Your objective ▸ In the IEC 62304 text below, copy everything from "However if the" down to "doing just that.", word for word.

Extracted text ▸
================
Amendment I to IEC 62304 can be your friend, especially if your risk assessment concludes that the risks originating from the use of this software are acceptable.
Is it a Prototype?
The most common scenario for having to bring an existing software into the folds of IEC 62304 is this: you developed a software prototype and, let’s be honest, you cut some quality corners during the rapid proof of concept phase.
Now it turns out that management loves your work! They are truly impressed by its dazzling features and, moreover, how fast you were able to achieve such great results! Just quickly make it IEC 62304 compliant and get it to the market!
Do you really have to start all over again? If your prototype is really just a prototype, then you should. But what if it turns out to have a clean architecture, modules separated by interfaces, and even have some unit tests in place? Wouldn’t that be good enough for IEC 62304?
No, not strictly speaking. IEC 62304 is a process standard. It is concerned with _how_ you develop your software, not the software itself. Since it is not possible to alter the past, “retrofitting the software into IEC 62304 compliance”, is formally not a way forward.
BUT. Let’s be a bit more pragmatic here.
It is rarely the case that software development is performed in the exact prescribed order defined by a software development process. Therefore, more often than not, there will be a set of remaining development and documentation tasks to finalize after your software is up and running. It could be those additional tests to write, a code review to add, or updating that detailed design document.
This is not specific to the IEC 62304 but applies to any software development or more general software lifecycle process. At times, the actual development and the process are simply slightly out of synch. As long as everything runs well in the end, all tests are passed, the process is largely followed and the documentation is complete and consistent, there is a good case for claiming compliance.
It would therefore be possible to argue that a prototype “catching up” with IEC 62304 is just an extreme case of this “getting back in synch” scenario.
Are there any downsides with this “catching up” approach?
Yes, potentially. IEC 62304 recognizes that the standard requires an extensive testing and documentation effort by the developers. It also recognizes that some parts of the software are less risky than others. As a result. IEC 62304 provides an opportunity to do a little less testing and documentation for the lower-risk parts, as long as you are rigorous about the high-risk parts. If this separation can be made, a lot of work can be avoided.
Why is this a problem for existing software? Can’t I just do a risk analysis on existing parts and then divide them into “safe” and “risky” ones?
Well, not quite. You will discover that a software architecture being efficient and easy to maintain, which is what most software developer intuitively implement and strive for, is not the same as an architecture which separates high and low-risk parts from a patient safety perspective.
If grouping of safety-relevant functionality into dedicated parts is not done from the start, the riskiness tends to spread out and “contaminate” all parts of the software. An architecture with many high-risk software items (parts) and very few low-risk items will ensue.
You can of course accept this situation and do the additional required steps. The IEC 62304 will allow it. But it is a foregone opportunity compared to designing your software with the IEC 62304 in mind from the very start.
Bottom line, is using an existing software not developed according to IEC 62304 worth the trouble?
As described above, depending on the situation, there are definitely options. It all boils down to comparing the inherited risks of the software to the benefit of using it. A very complex software, being hard to rewrite, but does not introduce significant risk is a good candidate for re-use.
However if the number of inherited risks are high and the offered functionality could also be realized by developing and documenting a new software according to an IEC 62304 compliant process, you should strongly consider doing just that.
================
Material shown ▸

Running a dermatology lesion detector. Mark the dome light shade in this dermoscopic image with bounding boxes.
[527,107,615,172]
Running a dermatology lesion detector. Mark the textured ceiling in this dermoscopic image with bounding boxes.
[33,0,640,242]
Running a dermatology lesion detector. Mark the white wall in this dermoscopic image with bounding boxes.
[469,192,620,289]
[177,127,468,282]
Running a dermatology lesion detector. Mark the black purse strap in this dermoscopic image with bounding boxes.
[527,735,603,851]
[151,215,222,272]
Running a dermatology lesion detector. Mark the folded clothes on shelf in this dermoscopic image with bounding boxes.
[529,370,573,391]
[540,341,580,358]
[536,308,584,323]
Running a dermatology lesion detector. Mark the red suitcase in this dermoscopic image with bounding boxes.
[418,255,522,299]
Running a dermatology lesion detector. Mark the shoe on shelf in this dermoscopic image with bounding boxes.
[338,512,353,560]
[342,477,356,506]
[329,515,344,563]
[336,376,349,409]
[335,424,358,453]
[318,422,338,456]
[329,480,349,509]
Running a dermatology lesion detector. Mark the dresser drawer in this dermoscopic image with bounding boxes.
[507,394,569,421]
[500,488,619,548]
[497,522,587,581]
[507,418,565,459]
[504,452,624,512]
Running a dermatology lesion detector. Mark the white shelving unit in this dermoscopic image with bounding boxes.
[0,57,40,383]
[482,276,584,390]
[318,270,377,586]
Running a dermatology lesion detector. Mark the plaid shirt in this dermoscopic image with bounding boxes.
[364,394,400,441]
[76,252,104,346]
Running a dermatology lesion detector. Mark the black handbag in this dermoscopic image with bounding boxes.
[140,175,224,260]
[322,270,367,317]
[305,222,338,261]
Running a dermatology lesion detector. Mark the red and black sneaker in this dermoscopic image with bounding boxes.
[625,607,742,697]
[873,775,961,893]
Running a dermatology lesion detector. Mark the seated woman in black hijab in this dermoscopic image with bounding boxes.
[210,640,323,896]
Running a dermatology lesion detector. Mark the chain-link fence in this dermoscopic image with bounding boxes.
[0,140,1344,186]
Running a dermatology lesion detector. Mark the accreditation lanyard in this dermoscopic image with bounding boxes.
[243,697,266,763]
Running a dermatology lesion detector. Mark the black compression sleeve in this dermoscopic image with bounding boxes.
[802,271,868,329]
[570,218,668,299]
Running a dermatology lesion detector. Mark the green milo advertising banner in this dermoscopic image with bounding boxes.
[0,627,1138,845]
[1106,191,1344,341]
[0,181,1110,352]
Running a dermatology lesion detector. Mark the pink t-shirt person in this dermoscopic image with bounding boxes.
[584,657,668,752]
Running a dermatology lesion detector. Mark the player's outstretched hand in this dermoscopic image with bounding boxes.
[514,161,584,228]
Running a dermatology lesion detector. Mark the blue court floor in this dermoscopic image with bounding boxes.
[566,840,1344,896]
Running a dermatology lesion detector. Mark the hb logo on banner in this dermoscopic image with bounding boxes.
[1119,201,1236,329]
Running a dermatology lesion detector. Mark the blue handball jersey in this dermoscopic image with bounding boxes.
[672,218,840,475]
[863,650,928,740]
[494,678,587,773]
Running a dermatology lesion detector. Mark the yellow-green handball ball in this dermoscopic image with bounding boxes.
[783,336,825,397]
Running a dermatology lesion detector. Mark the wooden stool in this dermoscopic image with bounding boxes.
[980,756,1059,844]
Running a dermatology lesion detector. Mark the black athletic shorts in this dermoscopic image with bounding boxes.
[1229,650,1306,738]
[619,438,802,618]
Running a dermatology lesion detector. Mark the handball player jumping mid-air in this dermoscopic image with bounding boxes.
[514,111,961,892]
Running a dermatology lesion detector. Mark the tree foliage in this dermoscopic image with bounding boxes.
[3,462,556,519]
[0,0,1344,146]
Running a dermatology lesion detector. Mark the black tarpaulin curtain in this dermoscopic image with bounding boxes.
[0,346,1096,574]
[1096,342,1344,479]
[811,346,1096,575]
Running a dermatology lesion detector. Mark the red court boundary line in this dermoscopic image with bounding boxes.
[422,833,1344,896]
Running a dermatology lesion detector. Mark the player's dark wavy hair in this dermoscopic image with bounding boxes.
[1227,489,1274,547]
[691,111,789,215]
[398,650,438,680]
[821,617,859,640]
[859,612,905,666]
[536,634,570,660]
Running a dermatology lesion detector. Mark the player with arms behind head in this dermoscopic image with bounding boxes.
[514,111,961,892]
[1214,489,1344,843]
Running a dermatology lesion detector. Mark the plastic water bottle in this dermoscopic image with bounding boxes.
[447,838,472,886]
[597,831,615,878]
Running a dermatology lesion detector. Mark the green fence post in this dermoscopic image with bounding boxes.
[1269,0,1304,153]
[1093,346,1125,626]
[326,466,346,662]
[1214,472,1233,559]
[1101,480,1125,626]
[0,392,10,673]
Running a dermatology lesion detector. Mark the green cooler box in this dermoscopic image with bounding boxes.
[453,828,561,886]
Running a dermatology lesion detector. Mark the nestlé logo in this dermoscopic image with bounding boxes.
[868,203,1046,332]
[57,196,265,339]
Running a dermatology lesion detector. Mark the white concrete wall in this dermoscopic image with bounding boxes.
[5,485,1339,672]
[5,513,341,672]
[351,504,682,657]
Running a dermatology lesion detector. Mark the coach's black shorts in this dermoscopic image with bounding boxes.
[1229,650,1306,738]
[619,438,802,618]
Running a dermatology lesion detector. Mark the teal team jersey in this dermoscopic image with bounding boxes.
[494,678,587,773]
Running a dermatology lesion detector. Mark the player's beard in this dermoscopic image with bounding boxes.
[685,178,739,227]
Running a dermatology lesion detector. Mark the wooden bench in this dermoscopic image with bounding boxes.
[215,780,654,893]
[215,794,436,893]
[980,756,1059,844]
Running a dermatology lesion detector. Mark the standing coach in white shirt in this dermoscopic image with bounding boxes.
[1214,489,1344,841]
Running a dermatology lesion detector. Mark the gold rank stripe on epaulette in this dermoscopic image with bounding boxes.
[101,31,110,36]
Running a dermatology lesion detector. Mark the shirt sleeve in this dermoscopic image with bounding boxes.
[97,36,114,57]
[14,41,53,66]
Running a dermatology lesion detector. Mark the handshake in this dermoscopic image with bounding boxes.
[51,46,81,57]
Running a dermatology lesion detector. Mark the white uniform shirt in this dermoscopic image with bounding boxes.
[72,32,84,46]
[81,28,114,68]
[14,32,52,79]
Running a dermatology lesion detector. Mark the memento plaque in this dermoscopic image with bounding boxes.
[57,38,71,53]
================
Problem solution ▸
However if the number of inherited risks are high and the offered functionality could also be realized by developing and documenting a new software according to an IEC 62304 compliant process, you should strongly consider doing just that.